GIVEN EXERCISE:
Substitute "Exercise" for every "Practice" in the records, starting at the one that contains "navy graduation cap shown above." and ending at the last record, and change nothing else.

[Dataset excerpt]
☆ ☆ ☆ ☆ ☆

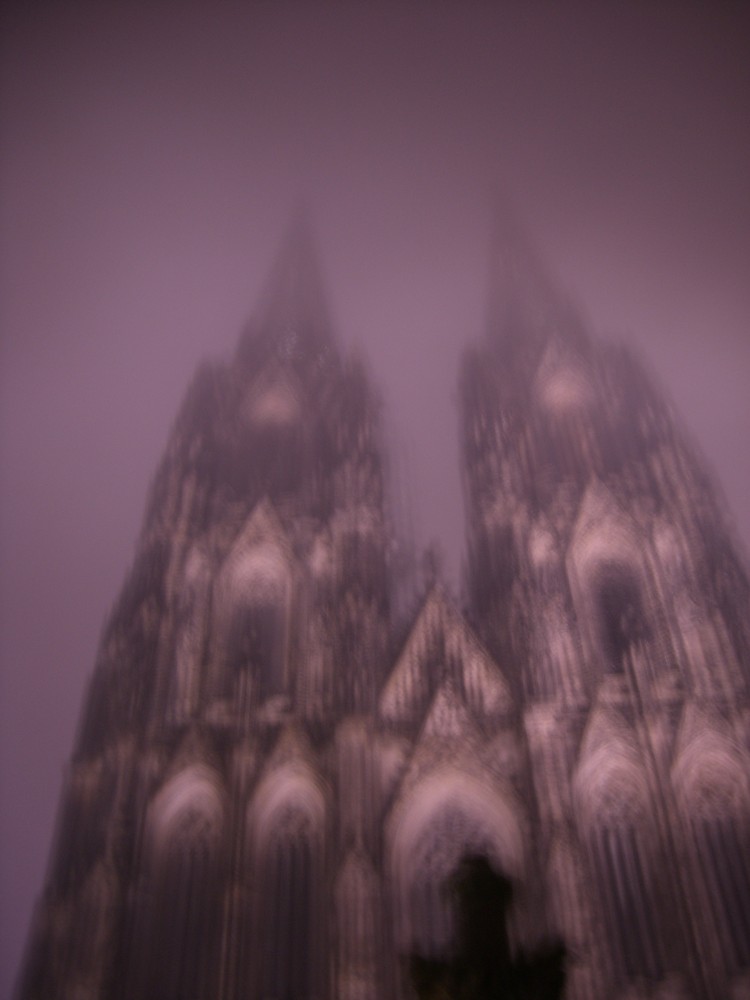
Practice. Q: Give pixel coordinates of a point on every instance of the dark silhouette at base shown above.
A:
(482, 967)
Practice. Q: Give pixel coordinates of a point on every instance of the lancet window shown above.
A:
(621, 617)
(177, 920)
(256, 643)
(624, 880)
(290, 919)
(724, 859)
(451, 835)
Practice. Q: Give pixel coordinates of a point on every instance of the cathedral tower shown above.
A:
(278, 767)
(602, 577)
(200, 830)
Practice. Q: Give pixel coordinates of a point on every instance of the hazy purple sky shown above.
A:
(151, 158)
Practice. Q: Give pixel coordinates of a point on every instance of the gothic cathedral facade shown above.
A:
(279, 763)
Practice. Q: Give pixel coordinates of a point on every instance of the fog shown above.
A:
(151, 161)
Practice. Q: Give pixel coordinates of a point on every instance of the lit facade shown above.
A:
(278, 765)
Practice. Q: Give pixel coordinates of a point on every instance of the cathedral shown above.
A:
(284, 751)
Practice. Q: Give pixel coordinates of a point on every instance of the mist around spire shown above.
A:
(293, 320)
(524, 297)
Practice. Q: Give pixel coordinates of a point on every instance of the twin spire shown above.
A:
(294, 316)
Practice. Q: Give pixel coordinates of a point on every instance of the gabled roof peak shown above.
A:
(524, 296)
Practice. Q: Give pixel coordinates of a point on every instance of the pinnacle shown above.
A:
(523, 292)
(293, 316)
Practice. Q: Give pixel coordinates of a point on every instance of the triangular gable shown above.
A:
(447, 718)
(275, 397)
(441, 631)
(260, 551)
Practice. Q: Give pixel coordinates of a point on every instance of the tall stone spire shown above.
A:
(525, 299)
(293, 318)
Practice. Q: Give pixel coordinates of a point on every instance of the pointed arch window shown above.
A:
(291, 917)
(623, 876)
(723, 853)
(176, 942)
(621, 617)
(451, 835)
(256, 642)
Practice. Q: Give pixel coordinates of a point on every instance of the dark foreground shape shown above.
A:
(483, 967)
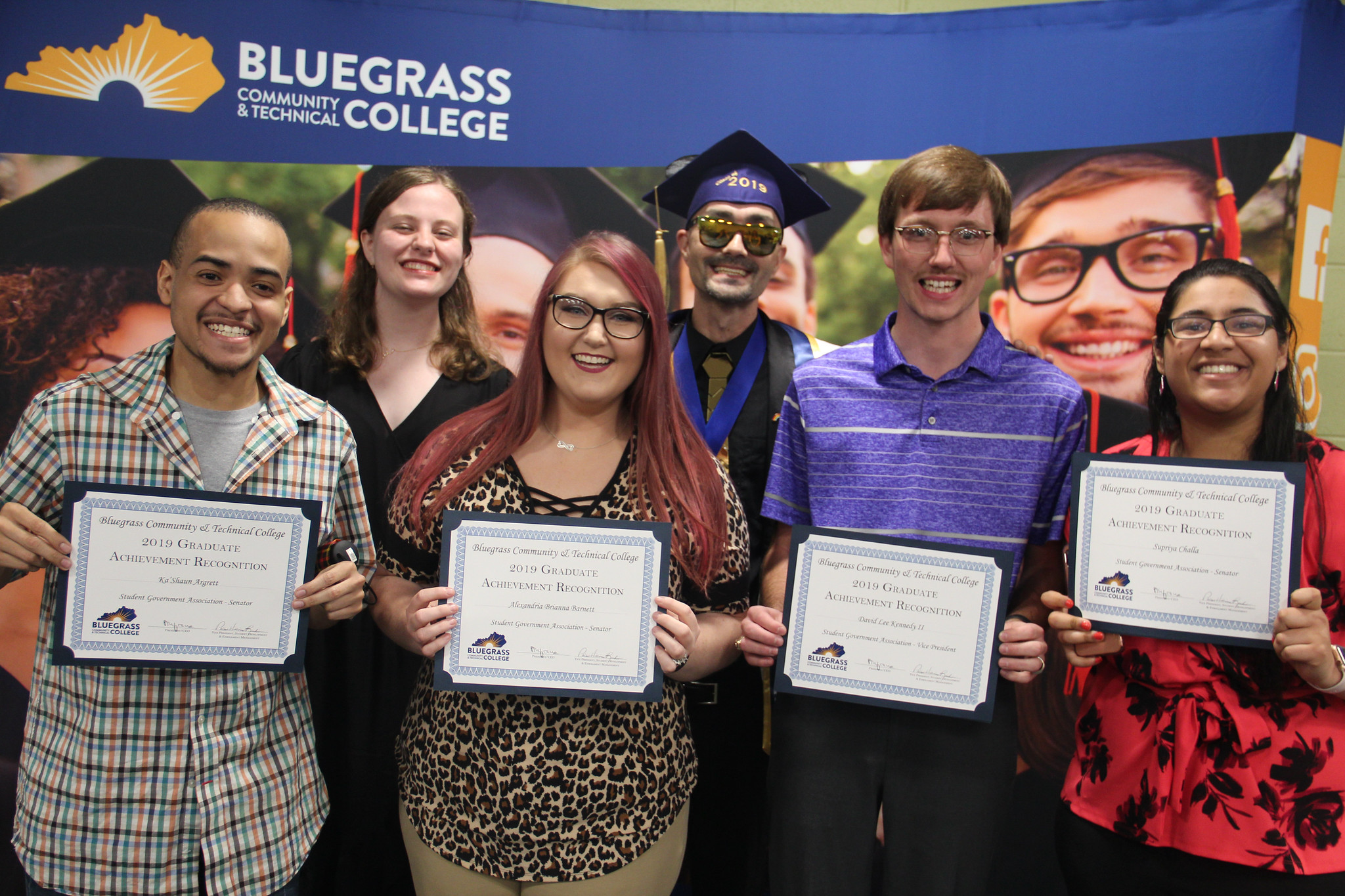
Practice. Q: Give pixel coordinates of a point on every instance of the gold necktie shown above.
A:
(717, 367)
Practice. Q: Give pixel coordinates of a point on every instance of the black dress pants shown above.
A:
(1102, 863)
(725, 844)
(944, 785)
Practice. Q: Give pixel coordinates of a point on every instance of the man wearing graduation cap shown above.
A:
(732, 367)
(791, 297)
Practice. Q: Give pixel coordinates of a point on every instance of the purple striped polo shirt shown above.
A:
(978, 457)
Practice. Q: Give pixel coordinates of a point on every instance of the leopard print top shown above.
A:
(546, 789)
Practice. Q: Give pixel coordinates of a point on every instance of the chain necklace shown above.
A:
(414, 349)
(571, 446)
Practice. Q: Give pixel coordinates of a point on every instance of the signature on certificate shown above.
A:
(231, 630)
(1222, 603)
(934, 676)
(594, 656)
(1166, 595)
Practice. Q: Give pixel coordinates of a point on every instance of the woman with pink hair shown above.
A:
(509, 793)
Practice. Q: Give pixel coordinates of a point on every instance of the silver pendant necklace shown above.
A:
(571, 446)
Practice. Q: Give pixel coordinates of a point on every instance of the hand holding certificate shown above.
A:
(1185, 548)
(553, 605)
(183, 578)
(893, 622)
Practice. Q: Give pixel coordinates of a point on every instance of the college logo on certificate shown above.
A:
(183, 578)
(1183, 548)
(911, 625)
(553, 605)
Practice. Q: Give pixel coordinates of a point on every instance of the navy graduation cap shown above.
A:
(738, 169)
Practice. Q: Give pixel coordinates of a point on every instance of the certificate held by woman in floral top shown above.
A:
(553, 605)
(1184, 548)
(181, 578)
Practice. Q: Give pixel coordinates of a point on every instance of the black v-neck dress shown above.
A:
(359, 681)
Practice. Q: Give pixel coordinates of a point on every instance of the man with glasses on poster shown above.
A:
(732, 366)
(1098, 236)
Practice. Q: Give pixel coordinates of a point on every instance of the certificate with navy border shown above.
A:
(553, 605)
(1185, 548)
(182, 578)
(893, 622)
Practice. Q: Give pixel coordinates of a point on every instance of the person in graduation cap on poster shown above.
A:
(77, 293)
(732, 367)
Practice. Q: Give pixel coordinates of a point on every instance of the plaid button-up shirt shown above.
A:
(129, 777)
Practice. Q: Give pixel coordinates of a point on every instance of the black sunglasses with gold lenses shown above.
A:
(573, 312)
(717, 233)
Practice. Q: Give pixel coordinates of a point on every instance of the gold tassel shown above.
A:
(661, 257)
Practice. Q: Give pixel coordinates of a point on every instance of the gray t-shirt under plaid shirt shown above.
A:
(217, 437)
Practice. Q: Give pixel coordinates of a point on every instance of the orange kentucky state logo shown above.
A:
(170, 70)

☆ ☆ ☆ ☆ ☆

RESULT BELOW:
Exercise. Q: Give pixel coordinates of a point on every instance of the navy graduation cap shown above.
A:
(738, 169)
Exercise. Q: Give pixel coordinates of a point on every instance of the certificate held by woman in floral top shown above.
A:
(553, 605)
(1184, 548)
(181, 578)
Exercise. Q: Give pixel coordinates of a point on every instance of the black v-neck dress shown above.
A:
(359, 681)
Exercise. Q: Give pixel coordinates of a point on every instance of the man with glasses on poster shown above.
A:
(732, 366)
(1098, 236)
Exercise. Q: Give pixel coordinates of a point on every instance of the certificate with navy border shown above.
A:
(553, 605)
(1185, 548)
(182, 578)
(893, 622)
Exercise. Q: Give pixel coordinates of a point on every instance of the person in graduation cap on poster shown above.
A:
(77, 293)
(732, 367)
Exercise. Q: Give pixel coordinates of a point on every instance of the plaid button-up shirt shown above.
A:
(129, 777)
Exercise. Q: Give pixel coordinates of a point on every instance of the black sunglasses with gold lenses shown above.
A:
(573, 312)
(717, 233)
Exercise. Q: Give pixel coordinates of a point on every instance of the gold tassel shown above.
A:
(661, 257)
Exercise. Q: Give pixel coordinates of a point on every instance of the gray t-shirt under plaid shirt shown above.
A:
(217, 437)
Exercise. Q: Give pixel coordinates of a point on every instance of the orange kentucky state logo shown above.
A:
(170, 70)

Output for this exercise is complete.